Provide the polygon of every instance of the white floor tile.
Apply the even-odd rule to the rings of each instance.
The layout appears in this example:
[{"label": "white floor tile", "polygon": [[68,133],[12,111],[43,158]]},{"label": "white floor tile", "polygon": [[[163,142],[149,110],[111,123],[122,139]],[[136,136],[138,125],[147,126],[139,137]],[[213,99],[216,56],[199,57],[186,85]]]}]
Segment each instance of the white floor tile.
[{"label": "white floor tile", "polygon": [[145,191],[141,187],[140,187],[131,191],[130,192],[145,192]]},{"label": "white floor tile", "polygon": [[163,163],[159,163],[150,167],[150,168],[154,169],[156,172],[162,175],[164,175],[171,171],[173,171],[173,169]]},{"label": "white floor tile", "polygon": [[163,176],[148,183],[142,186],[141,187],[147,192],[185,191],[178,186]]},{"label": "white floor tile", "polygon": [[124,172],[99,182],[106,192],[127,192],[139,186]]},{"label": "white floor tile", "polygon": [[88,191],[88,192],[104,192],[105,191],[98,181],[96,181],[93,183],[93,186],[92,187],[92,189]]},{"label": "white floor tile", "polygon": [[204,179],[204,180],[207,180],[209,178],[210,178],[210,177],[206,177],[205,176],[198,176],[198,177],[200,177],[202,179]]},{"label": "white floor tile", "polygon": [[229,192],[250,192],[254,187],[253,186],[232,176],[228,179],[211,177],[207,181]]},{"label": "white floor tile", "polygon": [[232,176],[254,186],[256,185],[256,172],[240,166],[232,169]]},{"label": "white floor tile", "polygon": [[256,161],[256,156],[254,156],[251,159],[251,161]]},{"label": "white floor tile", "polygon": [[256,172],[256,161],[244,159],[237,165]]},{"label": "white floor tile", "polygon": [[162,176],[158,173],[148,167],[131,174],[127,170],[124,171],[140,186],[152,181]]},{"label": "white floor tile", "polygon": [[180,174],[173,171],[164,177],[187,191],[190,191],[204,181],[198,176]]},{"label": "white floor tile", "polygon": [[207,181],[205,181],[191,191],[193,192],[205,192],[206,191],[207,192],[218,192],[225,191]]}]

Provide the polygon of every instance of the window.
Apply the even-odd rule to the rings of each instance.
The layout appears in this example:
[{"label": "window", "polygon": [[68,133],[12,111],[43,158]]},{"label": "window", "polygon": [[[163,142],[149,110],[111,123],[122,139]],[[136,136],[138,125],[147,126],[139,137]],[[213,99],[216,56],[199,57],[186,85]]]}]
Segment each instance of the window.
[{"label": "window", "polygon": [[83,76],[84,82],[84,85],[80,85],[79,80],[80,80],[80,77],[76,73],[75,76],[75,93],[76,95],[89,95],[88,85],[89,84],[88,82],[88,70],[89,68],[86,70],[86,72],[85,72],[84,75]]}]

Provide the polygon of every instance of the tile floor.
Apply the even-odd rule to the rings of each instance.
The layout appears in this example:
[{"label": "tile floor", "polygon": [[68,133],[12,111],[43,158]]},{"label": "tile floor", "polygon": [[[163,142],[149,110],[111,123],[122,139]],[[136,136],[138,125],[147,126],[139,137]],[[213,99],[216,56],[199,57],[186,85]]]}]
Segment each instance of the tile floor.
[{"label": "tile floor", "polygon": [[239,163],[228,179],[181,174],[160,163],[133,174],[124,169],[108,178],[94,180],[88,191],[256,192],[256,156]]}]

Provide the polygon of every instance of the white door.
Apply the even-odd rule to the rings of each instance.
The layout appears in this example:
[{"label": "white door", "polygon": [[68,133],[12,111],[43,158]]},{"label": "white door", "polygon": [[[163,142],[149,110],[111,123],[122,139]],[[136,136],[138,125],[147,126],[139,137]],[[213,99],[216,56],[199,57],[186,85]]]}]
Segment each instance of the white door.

# # # #

- _Instruction_
Please turn the lines above into a numbered list, leaving out the blank lines.

- _Answer to the problem_
1. Provide the polygon of every instance of the white floor tile.
2. Apply the even-odd rule to the rings of each instance.
3. The layout appears in this example:
4. [{"label": "white floor tile", "polygon": [[68,133],[12,111],[43,158]]},{"label": "white floor tile", "polygon": [[[163,142],[149,110],[111,123],[122,139]],[[136,136],[138,125],[147,126],[139,137]],[[213,99],[216,56],[199,57],[186,85]]]}]
5. Segment each instance of the white floor tile.
6. [{"label": "white floor tile", "polygon": [[145,191],[141,187],[140,187],[131,191],[130,192],[145,192]]},{"label": "white floor tile", "polygon": [[163,163],[159,163],[150,167],[150,168],[154,169],[156,172],[162,175],[164,175],[171,171],[173,171],[173,169]]},{"label": "white floor tile", "polygon": [[163,176],[148,183],[142,186],[141,187],[147,192],[185,191],[178,186]]},{"label": "white floor tile", "polygon": [[124,172],[99,182],[106,192],[127,192],[139,186]]},{"label": "white floor tile", "polygon": [[88,191],[88,192],[104,192],[105,191],[98,181],[96,181],[93,183],[93,186],[92,187],[92,189]]},{"label": "white floor tile", "polygon": [[204,179],[204,180],[207,180],[209,178],[210,178],[210,177],[206,177],[205,176],[198,176],[198,177],[200,177],[202,179]]},{"label": "white floor tile", "polygon": [[229,192],[250,192],[254,187],[253,186],[232,176],[228,179],[211,177],[207,181]]},{"label": "white floor tile", "polygon": [[232,176],[254,186],[256,185],[256,172],[240,166],[232,169]]},{"label": "white floor tile", "polygon": [[256,161],[256,156],[254,156],[251,159],[251,161]]},{"label": "white floor tile", "polygon": [[256,172],[256,161],[244,159],[237,165]]},{"label": "white floor tile", "polygon": [[162,176],[158,173],[148,167],[131,174],[127,170],[124,171],[140,186],[152,181]]},{"label": "white floor tile", "polygon": [[180,174],[173,171],[164,177],[187,191],[190,191],[204,181],[198,176]]},{"label": "white floor tile", "polygon": [[207,181],[205,181],[191,191],[193,192],[205,192],[206,191],[207,192],[218,192],[225,191]]}]
7. Provide the polygon of every instance of the window.
8. Apply the even-odd rule to the rings of each instance.
9. The layout appears in this example:
10. [{"label": "window", "polygon": [[68,133],[12,111],[43,158]]},{"label": "window", "polygon": [[[163,142],[149,110],[111,123],[122,139]],[[136,136],[138,125],[147,126],[139,137]],[[213,99],[216,56],[199,57],[186,85]]]}]
11. Segment each instance of the window.
12. [{"label": "window", "polygon": [[83,76],[84,82],[84,85],[80,85],[79,80],[80,80],[80,77],[76,73],[75,76],[75,93],[76,95],[89,95],[88,85],[89,84],[88,82],[88,70],[89,68],[86,70],[86,72],[85,72],[84,75]]}]
13. Provide the polygon of every instance of the tile floor.
14. Apply the even-odd rule to the rings of each instance.
15. The layout appears in this example:
16. [{"label": "tile floor", "polygon": [[68,133],[12,111],[43,158]]},{"label": "tile floor", "polygon": [[[163,142],[149,110],[111,123],[122,139]],[[136,136],[138,125],[147,126],[139,137]],[[213,99],[216,56],[199,57],[186,85]]]}]
17. Segment each instance of the tile floor.
18. [{"label": "tile floor", "polygon": [[239,163],[228,179],[181,174],[160,163],[133,174],[124,169],[108,178],[94,180],[88,191],[256,192],[256,156]]}]
19. Provide the polygon of every instance of the white door.
20. Apply the even-odd rule to the rings of each instance.
21. The layout appears in this example:
22. [{"label": "white door", "polygon": [[68,133],[12,111],[43,158]]},{"label": "white door", "polygon": [[[163,142],[149,110],[111,123],[122,139]],[[136,136],[138,125],[147,126],[139,137]],[[213,99],[216,56],[199,57],[186,85]]]}]
23. Segment each instance of the white door.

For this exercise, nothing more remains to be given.